* **Source document**
The song was performed on Dexys Midnight Runners' commercially unsuccessful tour in 1985. A review by Robin Denselow in The Guardian stated that the performance of "This Is What She's Like" was one of a few highlights of a show derailed by Rowland's ill-tempered demeanour. It was next performed live by Dexys Midnight Runners in 2003. Dave Simpson's Guardian review described how a version of the song lasting nearly twenty minutes received a standing ovation. A positive review of a show by Gavin Martin in The Independent mentioned that "This Is What She's Like" received the best reaction from the crowd of any song in the set.

After a further nine-year break from touring, the band included the song in shows in 2012. Simon Price of The Independent described an encore performance at the Shepherd's Bush Empire as "utterly astonishing" and that when Rowlands asks during the song whether he can express himself, his "outburst of ecstatic laa-laa-laas says more than words ever could." In another review the following year, Price noted that Rowland was performing the song with Pete Williams as co-vocalist, and they were "walk-dancing" in the style of Flanagan and Allen during the performance. The song was included in the band's set at Latitude in 2012. Band member Jim Paterson said in 2014 that live versions were sometimes as long as 22 minutes.

* **Problem to work on**
Can you reproduce, word for word, the part of the passage on live performances of "This Is What She's Like" that opens with the words containing "After a further" and closes with "as 22 minutes."?

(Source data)
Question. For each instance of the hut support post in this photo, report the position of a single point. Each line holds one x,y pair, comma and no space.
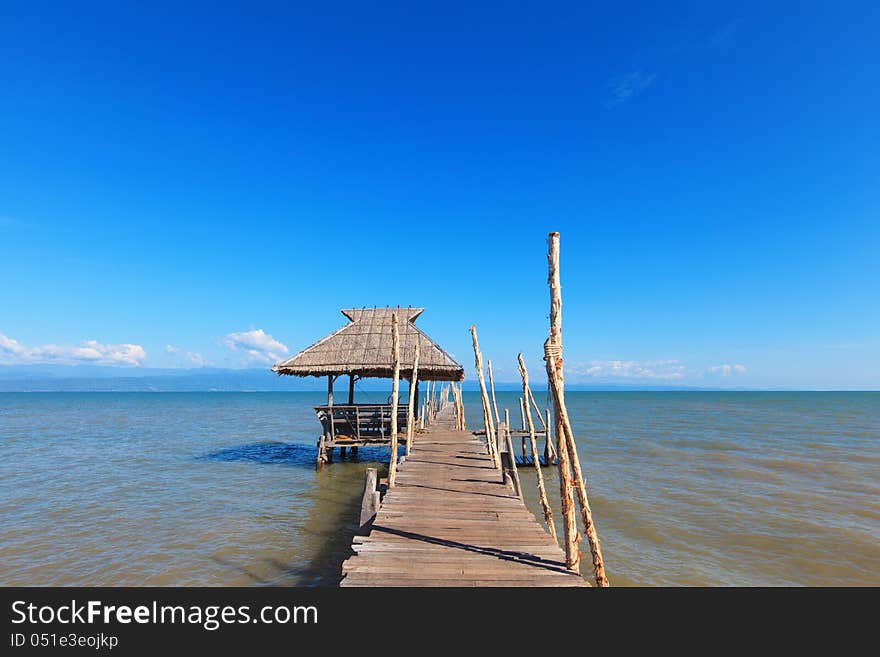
484,397
567,450
410,420
370,501
395,388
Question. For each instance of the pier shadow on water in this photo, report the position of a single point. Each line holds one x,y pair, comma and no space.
267,453
333,501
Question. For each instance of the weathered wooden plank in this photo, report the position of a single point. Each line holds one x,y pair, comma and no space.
451,522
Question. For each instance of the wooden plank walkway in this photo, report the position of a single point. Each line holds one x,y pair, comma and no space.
450,521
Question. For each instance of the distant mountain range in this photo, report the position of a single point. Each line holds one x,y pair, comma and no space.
91,378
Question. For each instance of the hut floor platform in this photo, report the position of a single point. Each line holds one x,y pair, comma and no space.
450,521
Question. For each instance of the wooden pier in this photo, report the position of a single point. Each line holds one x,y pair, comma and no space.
451,521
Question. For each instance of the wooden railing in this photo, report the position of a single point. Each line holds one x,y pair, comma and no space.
360,422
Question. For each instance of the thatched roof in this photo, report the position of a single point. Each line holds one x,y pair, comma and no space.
363,347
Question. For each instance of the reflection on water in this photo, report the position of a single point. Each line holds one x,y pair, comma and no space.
220,488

* **Expected output**
After a further nine-year break from touring, the band included the song in shows in 2012. Simon Price of The Independent described an encore performance at the Shepherd's Bush Empire as "utterly astonishing" and that when Rowlands asks during the song whether he can express himself, his "outburst of ecstatic laa-laa-laas says more than words ever could." In another review the following year, Price noted that Rowland was performing the song with Pete Williams as co-vocalist, and they were "walk-dancing" in the style of Flanagan and Allen during the performance. The song was included in the band's set at Latitude in 2012. Band member Jim Paterson said in 2014 that live versions were sometimes as long as 22 minutes.